- _WHAT TO WORK ON_
Below are records to be reproduced exactly and in full.

Stored items from a collection:
########

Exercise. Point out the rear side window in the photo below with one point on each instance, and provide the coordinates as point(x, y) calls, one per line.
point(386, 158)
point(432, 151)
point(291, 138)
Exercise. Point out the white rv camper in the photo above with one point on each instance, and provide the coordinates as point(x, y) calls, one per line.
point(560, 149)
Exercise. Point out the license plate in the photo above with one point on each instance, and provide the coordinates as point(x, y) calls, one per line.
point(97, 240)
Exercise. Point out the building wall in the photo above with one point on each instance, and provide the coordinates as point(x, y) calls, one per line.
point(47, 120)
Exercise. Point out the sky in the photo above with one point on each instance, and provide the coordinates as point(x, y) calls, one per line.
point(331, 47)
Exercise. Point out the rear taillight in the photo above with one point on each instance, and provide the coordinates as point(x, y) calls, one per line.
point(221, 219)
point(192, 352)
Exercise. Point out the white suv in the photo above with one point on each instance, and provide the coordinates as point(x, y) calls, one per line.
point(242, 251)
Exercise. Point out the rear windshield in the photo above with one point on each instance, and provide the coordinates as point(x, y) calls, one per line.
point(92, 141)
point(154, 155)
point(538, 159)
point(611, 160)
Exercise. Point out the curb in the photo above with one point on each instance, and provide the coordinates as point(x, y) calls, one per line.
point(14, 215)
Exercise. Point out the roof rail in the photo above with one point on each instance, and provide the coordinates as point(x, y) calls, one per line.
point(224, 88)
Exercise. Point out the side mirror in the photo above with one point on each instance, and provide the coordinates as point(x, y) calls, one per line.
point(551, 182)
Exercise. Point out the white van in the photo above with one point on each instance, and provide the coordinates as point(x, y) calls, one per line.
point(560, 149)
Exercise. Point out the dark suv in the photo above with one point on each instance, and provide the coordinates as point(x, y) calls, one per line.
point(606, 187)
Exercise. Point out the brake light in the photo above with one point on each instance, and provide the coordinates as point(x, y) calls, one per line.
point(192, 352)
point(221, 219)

########

- _TASK RESULT_
Exercise. Point out the rear side window in the photo below with one point on each instance, and provide the coordinates as point(x, y) calls, one per line.
point(386, 158)
point(432, 151)
point(291, 138)
Exercise. Point out the white rv camper in the photo above with one point on each instance, and provide the coordinates as point(x, y) calls, one per line.
point(560, 149)
Exercise. Point out the license plate in the photo above with one point on each instance, and provide the coordinates as point(x, y) calls, one per line.
point(97, 240)
Exercise. Point out the building wall in the photo above with one point on each instance, and provide the coordinates as point(x, y) calls, one per line.
point(47, 120)
Exercise. Point out the sky in the photo above with one point on each instance, and provide the coordinates as point(x, y) calls, one per line.
point(331, 47)
Exercise. Point out the rear taillight in the photo above with one point on each instance, and provide the coordinates as point(x, y) calls, one per line.
point(221, 219)
point(192, 352)
Exercise. Point out the white suv in the photo above with one point on each instance, and provide the coordinates as point(x, y) calls, one per line.
point(242, 251)
Exercise. Point out the rear windshield in the photo above with one point on each instance, and provide the coordinates as point(x, y) calls, one per line.
point(92, 141)
point(154, 155)
point(538, 159)
point(611, 160)
Exercise. Point out the curb in the photo above with one point on each instance, and provide the coordinates as point(x, y) calls, one per line.
point(14, 215)
Exercise. Point out the roof rail in the photo above with one point on each instance, and provide the coordinates as point(x, y) calls, one per line.
point(224, 88)
Exercise. Point out the side mirror in the photo above with one point on each instance, and provide the coordinates as point(x, y) calls, one per line.
point(551, 182)
Exercise. Point out the white van in the photo above with one point on each instance, and provide the coordinates as point(x, y) calls, one per line.
point(560, 149)
Exercise. Point out the dark suv in the photo above with one point on each instance, and provide the coordinates as point(x, y) calls, one per line.
point(606, 187)
Exercise. Point out the brake light in the photo above with one point on each instance, and provide the coordinates as point(x, y) calls, one per line.
point(192, 352)
point(221, 219)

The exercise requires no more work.